Repeat all of the data below word for word, from the first line to the last, with nothing added or left out.

## BEGIN Input for this task

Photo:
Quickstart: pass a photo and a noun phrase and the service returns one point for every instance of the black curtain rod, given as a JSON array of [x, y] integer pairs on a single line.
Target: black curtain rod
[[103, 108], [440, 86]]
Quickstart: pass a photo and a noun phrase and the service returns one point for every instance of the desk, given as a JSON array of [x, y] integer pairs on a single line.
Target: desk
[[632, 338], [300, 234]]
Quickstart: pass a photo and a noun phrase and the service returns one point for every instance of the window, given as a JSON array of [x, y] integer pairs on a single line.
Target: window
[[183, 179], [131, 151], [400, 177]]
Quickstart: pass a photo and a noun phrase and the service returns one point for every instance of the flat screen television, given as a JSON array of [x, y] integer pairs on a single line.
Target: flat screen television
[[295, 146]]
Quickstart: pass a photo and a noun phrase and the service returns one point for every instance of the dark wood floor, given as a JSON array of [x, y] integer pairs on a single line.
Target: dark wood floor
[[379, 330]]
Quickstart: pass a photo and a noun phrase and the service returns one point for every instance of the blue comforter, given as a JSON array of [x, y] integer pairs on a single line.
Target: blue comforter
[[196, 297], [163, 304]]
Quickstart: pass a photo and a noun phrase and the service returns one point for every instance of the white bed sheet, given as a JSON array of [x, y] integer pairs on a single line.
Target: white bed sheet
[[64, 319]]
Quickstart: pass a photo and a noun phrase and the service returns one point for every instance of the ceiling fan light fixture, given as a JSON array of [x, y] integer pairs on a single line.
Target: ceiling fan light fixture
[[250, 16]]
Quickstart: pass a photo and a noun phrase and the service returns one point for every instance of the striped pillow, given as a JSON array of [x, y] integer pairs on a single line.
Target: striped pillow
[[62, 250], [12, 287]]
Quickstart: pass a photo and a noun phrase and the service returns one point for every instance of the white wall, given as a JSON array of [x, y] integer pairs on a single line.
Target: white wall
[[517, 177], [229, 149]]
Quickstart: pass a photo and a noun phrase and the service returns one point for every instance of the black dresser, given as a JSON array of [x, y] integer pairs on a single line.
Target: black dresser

## END Input for this task

=== Solution for this exercise ===
Photo:
Quickstart: pass a photo and a noun phrase and the service returns one point for every instance of the black curtain rod, given as a JSON array of [x, y] integer pairs on a single line.
Target: black curtain rod
[[103, 108], [440, 86]]
Quickstart: pass a photo and a noun phrase and the service returns one point for every instance of the desk, given as a JSON array of [x, y] integer pairs on a single line.
Target: desk
[[632, 338], [300, 234]]
Quickstart: pass a photo and a noun phrase and the service returns one point for every instance of the window, given as a JSON array of [x, y] integer pairs on a single line.
Target: window
[[183, 179], [131, 151], [400, 177]]
Quickstart: pass a photo and a noun phrase and the service returns one point for every instance of the flat screen television, given as a JSON array of [x, y] integer pairs on a single line.
Target: flat screen television
[[295, 146]]
Quickstart: pass a photo and a noun phrase and the service returns one point for every instance of the dark wood floor, given as a JSON array of [x, y] integer pairs on a single line.
Target: dark wood floor
[[379, 330]]
Quickstart: pass a photo and a noun phrase and the service returns one point for every instance of the blue comforter, given as a JSON array of [x, y] integer pairs on a single line.
Target: blue comforter
[[196, 297], [163, 304]]
Quickstart: pass a photo and a noun phrase and the service returns one point for every instance of the white bed sheet, given as a JSON array of [x, y] integer pairs on a single line.
Target: white bed sheet
[[64, 319]]
Quickstart: pass a photo and a noun phrase and the service returns one point for every instance of the ceiling fan light fixture, given as a JSON array of [x, y] integer pairs on a single line.
Target: ceiling fan light fixture
[[250, 16]]
Quickstart: pass a photo and a noun phrase and the service returns one point for every instance of the striped pillow, given as a JSON array of [x, y] integer pairs on a single line.
Target: striped pillow
[[62, 250], [12, 287]]
Quickstart: pass a photo and a noun phrase and the service returns one point for every instance of the white wall, given as a JSON array of [x, y] integer pairs on a single line.
Target: white wall
[[517, 177], [229, 149]]
Quickstart: pass a photo and a noun phrase and the service returns one point for every instance of the black dresser, given as a JSON array of [x, y] integer pairs on a single line.
Target: black dresser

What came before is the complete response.